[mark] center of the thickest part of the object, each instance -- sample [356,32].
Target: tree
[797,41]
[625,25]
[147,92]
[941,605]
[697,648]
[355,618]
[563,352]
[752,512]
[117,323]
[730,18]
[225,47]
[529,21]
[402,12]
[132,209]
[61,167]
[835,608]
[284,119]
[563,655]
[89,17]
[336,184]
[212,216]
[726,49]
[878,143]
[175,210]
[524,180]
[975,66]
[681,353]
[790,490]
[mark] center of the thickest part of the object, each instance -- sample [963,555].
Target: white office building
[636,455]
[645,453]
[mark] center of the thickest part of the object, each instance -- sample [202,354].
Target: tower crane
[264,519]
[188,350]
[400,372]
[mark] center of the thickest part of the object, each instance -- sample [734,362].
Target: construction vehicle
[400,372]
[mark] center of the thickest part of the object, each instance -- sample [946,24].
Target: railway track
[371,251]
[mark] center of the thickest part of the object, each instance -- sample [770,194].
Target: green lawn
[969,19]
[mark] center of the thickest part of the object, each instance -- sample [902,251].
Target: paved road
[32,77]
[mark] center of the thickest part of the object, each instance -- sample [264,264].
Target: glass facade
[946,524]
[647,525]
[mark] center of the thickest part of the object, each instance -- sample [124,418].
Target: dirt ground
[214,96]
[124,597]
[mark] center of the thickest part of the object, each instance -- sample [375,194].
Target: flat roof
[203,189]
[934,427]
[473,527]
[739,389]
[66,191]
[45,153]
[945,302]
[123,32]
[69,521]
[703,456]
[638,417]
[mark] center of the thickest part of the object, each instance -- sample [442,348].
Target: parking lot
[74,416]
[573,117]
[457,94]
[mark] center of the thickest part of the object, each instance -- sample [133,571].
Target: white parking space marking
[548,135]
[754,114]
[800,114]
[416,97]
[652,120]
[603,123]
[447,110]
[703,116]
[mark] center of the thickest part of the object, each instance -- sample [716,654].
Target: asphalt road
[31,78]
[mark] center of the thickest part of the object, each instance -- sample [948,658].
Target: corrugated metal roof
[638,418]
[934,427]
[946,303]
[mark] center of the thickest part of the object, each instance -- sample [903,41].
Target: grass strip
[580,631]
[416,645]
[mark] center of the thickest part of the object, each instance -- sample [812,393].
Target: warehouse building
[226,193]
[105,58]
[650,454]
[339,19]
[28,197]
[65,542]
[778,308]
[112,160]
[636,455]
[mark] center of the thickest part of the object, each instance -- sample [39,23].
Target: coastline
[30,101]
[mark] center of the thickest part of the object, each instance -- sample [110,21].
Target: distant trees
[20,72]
━━━━━━━━━━━━━━━━━━━━━━━━━━━━━━
Could you arrange the rows as a numbered list, starting with the row containing "-- sample [110,21]." and continuing through the last row, with any blank lines left out?

Expected output |
1. [mark] center of the thickest part of the object, each instance -- sample [110,21].
2. Target: distant trees
3. [20,72]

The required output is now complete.